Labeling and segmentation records
%%
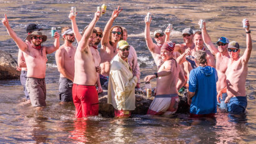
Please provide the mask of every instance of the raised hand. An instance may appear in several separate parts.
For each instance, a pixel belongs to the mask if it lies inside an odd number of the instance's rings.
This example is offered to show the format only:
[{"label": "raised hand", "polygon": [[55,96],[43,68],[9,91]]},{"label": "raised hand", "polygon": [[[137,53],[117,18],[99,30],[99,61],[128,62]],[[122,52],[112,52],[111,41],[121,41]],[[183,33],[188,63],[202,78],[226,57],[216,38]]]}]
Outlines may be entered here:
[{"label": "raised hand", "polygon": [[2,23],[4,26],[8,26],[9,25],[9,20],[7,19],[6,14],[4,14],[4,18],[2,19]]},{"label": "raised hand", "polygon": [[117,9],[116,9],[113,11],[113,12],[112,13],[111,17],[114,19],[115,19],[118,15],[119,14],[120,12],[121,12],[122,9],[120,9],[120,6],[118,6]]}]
%%
%%
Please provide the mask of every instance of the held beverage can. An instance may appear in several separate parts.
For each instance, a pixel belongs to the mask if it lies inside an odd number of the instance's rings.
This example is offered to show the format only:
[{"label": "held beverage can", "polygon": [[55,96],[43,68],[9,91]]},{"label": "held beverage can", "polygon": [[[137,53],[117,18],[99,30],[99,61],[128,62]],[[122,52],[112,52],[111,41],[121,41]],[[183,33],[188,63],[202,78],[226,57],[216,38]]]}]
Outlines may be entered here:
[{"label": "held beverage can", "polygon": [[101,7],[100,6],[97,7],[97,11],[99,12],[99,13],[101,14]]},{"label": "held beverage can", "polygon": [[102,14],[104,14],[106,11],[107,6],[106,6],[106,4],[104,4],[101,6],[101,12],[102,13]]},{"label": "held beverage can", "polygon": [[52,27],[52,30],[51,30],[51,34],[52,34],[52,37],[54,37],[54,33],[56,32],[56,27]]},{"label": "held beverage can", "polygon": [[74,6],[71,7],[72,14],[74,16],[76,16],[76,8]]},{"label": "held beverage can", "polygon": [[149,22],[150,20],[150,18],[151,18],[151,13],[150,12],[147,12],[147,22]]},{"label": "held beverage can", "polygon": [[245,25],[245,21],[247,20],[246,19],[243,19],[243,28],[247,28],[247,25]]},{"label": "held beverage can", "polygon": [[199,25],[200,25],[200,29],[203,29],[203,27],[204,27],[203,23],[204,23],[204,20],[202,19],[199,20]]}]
%%
%%
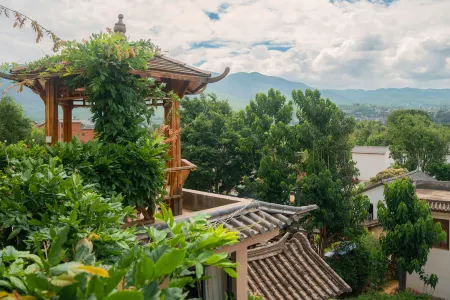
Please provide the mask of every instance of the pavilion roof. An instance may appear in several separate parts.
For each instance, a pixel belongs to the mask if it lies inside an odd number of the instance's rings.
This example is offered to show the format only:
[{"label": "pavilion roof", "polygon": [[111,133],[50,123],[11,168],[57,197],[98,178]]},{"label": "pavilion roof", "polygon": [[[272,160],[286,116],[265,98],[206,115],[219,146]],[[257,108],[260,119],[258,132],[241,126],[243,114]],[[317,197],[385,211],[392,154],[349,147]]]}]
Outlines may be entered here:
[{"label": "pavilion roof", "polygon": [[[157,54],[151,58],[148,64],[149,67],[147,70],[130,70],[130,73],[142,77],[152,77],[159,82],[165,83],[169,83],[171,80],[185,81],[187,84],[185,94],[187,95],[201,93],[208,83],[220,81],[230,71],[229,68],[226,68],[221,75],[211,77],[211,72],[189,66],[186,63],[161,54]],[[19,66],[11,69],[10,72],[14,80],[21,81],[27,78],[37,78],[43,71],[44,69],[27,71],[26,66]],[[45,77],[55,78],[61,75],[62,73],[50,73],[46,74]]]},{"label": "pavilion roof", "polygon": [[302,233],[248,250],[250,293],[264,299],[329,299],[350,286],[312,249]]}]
%%
*What the task requires*. Tally how many of the lines above contain the string "appear", treating uppercase and lowercase as different. Give only the number.

*Written solution*. 3